Start of Block
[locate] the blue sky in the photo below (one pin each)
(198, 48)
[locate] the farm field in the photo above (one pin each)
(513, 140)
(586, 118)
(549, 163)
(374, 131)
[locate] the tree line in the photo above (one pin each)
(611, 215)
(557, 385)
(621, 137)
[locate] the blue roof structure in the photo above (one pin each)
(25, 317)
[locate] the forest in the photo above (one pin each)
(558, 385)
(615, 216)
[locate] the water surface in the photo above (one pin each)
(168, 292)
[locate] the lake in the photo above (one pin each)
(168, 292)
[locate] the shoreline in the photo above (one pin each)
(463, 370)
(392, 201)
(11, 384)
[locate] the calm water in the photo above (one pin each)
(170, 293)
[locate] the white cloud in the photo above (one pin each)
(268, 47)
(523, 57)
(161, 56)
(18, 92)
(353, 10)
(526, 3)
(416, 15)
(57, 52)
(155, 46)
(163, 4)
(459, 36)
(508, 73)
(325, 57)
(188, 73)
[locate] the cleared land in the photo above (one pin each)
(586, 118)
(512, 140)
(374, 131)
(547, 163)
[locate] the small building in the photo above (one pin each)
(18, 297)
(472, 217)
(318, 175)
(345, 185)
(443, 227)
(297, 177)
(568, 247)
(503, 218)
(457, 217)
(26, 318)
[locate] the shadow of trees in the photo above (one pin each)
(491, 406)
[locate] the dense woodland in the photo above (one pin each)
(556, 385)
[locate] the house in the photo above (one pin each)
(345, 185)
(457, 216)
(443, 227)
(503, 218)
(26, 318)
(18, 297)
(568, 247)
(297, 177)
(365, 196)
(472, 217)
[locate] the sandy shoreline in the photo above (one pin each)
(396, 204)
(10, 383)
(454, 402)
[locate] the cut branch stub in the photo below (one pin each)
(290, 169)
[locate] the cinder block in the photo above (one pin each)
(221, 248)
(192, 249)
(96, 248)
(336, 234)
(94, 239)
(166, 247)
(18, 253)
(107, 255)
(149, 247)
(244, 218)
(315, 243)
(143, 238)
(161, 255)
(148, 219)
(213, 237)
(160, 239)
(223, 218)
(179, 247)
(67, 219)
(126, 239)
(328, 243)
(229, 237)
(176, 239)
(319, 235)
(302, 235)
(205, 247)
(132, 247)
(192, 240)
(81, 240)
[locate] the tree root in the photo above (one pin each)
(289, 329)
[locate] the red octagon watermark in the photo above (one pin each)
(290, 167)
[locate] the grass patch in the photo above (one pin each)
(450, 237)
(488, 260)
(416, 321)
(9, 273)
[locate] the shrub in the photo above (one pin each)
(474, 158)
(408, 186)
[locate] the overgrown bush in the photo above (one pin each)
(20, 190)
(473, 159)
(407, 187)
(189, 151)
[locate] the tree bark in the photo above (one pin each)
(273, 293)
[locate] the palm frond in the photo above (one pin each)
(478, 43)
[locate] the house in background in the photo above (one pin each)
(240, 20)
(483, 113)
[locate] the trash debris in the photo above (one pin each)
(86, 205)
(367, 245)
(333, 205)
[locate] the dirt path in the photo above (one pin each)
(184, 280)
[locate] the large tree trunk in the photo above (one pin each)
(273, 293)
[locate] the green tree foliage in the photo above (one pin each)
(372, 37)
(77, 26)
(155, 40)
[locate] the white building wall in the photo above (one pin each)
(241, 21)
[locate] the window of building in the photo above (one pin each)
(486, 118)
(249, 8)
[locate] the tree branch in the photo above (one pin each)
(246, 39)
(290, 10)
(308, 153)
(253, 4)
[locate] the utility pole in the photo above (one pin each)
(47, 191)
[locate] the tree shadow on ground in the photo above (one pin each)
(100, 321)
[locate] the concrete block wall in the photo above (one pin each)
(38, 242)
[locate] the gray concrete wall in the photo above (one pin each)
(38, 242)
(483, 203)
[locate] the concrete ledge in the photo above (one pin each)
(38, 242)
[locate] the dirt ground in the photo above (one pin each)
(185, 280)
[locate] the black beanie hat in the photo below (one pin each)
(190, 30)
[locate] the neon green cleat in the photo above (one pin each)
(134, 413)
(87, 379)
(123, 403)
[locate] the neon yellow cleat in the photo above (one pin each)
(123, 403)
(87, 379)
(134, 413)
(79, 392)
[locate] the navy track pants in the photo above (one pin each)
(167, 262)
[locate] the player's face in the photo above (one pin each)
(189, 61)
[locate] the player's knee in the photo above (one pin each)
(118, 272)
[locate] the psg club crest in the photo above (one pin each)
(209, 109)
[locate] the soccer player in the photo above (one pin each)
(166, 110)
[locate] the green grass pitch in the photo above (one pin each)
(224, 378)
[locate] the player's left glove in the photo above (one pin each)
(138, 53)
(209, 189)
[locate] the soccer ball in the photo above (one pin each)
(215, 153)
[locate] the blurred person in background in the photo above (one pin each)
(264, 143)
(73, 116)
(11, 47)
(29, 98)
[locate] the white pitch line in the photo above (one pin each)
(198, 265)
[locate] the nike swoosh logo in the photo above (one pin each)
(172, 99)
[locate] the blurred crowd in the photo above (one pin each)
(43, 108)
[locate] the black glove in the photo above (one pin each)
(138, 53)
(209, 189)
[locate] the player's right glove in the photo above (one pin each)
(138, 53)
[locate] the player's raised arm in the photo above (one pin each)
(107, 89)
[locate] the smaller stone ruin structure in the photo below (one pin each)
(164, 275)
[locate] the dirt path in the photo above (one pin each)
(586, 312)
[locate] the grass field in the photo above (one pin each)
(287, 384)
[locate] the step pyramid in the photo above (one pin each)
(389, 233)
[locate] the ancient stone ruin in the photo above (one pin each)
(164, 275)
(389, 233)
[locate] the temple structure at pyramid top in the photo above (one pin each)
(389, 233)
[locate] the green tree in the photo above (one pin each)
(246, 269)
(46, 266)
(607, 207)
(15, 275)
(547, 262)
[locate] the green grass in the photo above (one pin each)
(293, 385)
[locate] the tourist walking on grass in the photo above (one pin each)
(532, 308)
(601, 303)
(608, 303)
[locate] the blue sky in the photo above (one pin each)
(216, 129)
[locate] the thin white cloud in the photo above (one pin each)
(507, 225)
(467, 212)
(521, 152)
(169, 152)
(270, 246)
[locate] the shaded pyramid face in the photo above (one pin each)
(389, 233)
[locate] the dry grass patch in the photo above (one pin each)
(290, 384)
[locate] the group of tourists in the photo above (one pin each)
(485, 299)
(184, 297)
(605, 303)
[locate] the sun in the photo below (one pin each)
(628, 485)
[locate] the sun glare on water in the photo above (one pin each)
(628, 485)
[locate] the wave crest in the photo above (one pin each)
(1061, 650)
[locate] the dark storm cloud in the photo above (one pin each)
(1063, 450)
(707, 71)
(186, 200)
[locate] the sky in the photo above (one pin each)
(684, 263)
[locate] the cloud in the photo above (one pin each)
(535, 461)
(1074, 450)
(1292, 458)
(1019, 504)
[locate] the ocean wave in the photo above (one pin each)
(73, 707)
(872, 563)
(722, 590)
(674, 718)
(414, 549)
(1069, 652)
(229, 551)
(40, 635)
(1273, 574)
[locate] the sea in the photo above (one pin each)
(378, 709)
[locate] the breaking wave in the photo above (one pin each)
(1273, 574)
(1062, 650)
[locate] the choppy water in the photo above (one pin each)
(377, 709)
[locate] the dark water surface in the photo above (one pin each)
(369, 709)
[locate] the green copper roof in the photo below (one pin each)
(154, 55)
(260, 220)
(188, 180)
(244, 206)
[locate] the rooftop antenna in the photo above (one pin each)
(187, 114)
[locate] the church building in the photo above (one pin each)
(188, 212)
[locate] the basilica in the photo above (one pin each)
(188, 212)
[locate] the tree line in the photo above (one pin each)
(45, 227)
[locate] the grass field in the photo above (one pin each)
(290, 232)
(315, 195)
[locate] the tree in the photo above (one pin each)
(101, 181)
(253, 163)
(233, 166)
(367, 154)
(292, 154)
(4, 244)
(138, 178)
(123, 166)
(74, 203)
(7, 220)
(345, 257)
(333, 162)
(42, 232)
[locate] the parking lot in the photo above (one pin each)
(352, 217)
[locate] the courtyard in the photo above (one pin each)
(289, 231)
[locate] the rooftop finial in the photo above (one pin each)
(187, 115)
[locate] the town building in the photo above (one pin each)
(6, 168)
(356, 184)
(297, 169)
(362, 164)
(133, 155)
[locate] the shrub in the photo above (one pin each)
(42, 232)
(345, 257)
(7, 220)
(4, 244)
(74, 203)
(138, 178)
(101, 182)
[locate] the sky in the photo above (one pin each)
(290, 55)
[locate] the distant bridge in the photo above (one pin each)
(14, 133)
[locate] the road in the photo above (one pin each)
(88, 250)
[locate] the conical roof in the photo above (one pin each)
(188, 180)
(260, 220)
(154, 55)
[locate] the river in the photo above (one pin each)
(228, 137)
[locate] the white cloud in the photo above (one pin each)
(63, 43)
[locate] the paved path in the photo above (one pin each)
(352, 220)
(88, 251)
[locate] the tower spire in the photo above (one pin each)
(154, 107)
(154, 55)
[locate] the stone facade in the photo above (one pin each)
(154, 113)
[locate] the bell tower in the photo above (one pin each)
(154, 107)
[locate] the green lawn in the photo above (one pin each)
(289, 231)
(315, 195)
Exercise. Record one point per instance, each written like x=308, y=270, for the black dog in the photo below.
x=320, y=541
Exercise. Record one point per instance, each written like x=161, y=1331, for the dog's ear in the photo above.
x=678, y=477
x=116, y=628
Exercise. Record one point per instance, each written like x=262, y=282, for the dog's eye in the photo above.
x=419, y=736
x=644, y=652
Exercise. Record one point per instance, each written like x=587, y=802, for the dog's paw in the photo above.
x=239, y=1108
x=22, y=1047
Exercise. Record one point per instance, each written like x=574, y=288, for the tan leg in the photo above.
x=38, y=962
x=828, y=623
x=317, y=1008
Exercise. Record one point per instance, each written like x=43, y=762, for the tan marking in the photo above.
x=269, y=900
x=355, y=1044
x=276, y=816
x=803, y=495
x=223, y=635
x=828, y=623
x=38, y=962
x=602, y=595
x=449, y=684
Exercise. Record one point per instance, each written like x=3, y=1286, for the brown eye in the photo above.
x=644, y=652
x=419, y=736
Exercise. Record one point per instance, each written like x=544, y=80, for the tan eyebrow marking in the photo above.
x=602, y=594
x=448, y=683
End of Block
■ What this task involves ■
Nothing but the lines from the one containing "[locate] the paved" through the end of the material should appear; please return them exactly.

■ Task answer ■
[locate] the paved path in the photo above (one pin each)
(352, 220)
(88, 251)
[locate] the tower spire in the photo above (one pin each)
(154, 107)
(154, 55)
[locate] the stone facade in the photo above (one pin each)
(154, 113)
[locate] the bell tower in the photo above (one pin each)
(154, 107)
[locate] the green lawn in the photo above (one pin each)
(289, 231)
(315, 195)
Exercise. Record one point per instance, each written like x=308, y=270, for the black dog in the photo below.
x=320, y=541
Exercise. Record one point per instance, each written like x=161, y=1331, for the dog's ear in the photo above.
x=678, y=477
x=116, y=628
Exercise. Record one point per instance, each written like x=262, y=282, for the dog's eye in the photo above.
x=419, y=736
x=644, y=652
Exercise. Record one point per instance, each written like x=587, y=802, for the dog's paw in the photo above.
x=239, y=1108
x=22, y=1047
Exercise. Record one point per instance, each written like x=574, y=288, for the tan leg in the photo above.
x=38, y=962
x=828, y=623
x=317, y=1008
Exercise. Record one point per instance, each written like x=43, y=762, for the tan marking in the photo above.
x=269, y=900
x=355, y=1044
x=276, y=816
x=803, y=495
x=223, y=635
x=828, y=623
x=38, y=962
x=602, y=595
x=449, y=684
Exercise. Record one point per instance, each written like x=3, y=1286, for the brown eye in the photo above.
x=644, y=652
x=419, y=736
Exercise. Record one point per instance, each written like x=544, y=80, for the tan eyebrow marking in the photo above.
x=602, y=594
x=448, y=683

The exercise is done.